> Entries shown:
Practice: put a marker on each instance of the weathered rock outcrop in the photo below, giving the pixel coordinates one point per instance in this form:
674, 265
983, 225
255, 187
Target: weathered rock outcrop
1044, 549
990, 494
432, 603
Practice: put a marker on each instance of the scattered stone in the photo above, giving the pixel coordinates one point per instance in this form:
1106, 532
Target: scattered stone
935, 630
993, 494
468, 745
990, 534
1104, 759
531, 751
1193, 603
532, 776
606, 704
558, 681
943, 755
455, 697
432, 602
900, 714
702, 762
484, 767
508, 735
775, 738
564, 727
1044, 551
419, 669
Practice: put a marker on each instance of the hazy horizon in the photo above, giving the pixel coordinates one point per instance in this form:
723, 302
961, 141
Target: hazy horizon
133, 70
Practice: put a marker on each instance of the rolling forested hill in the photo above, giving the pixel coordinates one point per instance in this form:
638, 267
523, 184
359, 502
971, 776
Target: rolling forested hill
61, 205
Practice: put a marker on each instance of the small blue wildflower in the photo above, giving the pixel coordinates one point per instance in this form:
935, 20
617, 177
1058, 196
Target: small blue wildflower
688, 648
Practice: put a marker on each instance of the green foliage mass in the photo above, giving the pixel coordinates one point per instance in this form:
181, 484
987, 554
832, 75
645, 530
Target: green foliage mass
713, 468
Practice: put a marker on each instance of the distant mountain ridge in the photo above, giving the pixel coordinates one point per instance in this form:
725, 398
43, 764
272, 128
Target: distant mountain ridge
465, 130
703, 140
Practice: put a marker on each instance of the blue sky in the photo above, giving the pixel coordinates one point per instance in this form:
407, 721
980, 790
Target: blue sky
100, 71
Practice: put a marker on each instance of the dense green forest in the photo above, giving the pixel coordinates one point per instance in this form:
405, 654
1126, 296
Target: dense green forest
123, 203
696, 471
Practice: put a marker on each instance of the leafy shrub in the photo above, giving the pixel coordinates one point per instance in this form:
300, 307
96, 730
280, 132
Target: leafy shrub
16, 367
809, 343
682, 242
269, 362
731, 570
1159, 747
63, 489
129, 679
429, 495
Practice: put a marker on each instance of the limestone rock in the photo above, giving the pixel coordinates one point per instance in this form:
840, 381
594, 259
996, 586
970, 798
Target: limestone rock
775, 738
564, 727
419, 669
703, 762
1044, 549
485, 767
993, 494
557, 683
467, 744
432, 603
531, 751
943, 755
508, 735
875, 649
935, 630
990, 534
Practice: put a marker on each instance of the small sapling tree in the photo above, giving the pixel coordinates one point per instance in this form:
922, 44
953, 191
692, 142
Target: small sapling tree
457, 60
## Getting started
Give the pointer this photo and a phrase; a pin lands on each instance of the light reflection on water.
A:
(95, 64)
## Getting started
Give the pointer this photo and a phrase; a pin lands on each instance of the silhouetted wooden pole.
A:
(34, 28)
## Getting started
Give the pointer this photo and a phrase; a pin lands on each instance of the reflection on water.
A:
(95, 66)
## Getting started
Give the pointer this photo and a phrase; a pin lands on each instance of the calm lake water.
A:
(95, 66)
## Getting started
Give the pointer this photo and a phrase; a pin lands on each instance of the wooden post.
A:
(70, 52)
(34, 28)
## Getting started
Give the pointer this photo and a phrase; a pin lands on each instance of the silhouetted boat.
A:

> What the task requires: Say only how many lines in the records carry the word "water".

> Exercise response: 3